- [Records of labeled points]
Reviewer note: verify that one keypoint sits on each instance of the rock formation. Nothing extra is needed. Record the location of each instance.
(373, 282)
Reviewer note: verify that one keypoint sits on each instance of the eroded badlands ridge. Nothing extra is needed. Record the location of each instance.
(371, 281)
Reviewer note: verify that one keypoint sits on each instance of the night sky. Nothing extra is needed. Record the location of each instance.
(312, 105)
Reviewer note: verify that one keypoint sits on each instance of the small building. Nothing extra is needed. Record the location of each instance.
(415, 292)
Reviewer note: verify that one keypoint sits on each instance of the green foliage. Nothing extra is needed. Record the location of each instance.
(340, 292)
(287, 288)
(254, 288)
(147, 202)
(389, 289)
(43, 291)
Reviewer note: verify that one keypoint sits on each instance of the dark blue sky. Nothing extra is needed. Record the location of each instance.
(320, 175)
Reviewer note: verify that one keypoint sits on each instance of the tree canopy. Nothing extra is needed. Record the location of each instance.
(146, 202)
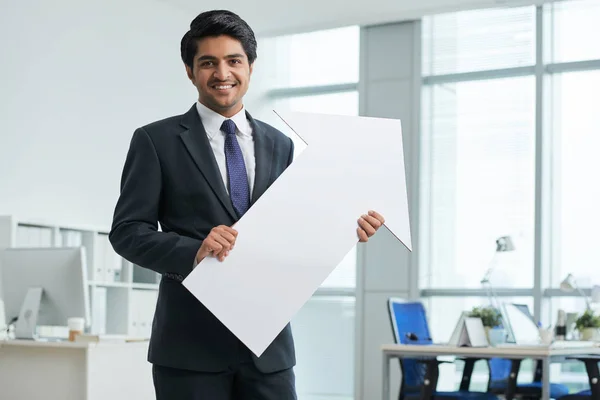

- [PROBLEM]
Give each line of the material above as one item in a numbered list, omitting blank lines and the pictures.

- [SOLUTION TO THIS EXERCISE]
1. Reviewer note: verify that one keypoint sits on each instance of the rock formation. Nothing extra is needed. Record the location of each instance.
2. (373, 282)
3. Reviewer note: verify that one keypoint sits on each instance of the eroded badlands ridge. Nothing extra is needed. Record the location of each instance.
4. (371, 281)
5. Reviewer note: verify that one keypoint sits on each instance of the night sky. Nothing extra is needed. Record the location of each instance.
6. (312, 105)
7. Reviewer note: verify that one keypoint sits on each instance of the small building. Nothing extra is needed. Record the location of each instance.
8. (415, 292)
9. Reviewer note: verify that one keypoint sits on each instance of the green foliage. Nothing extra is needed. Record the location of each instance.
10. (340, 292)
11. (287, 288)
12. (254, 288)
13. (147, 202)
14. (389, 289)
15. (43, 291)
16. Reviewer note: verify that one keypoint sits on each instance of the dark blue sky. Nothing extra is needed. Record the location of each instance.
17. (320, 175)
18. Reviewer note: verify that one keypoint sits on each instance of the tree canopy. Nothing extra is needed. Record the location of each instance.
19. (146, 202)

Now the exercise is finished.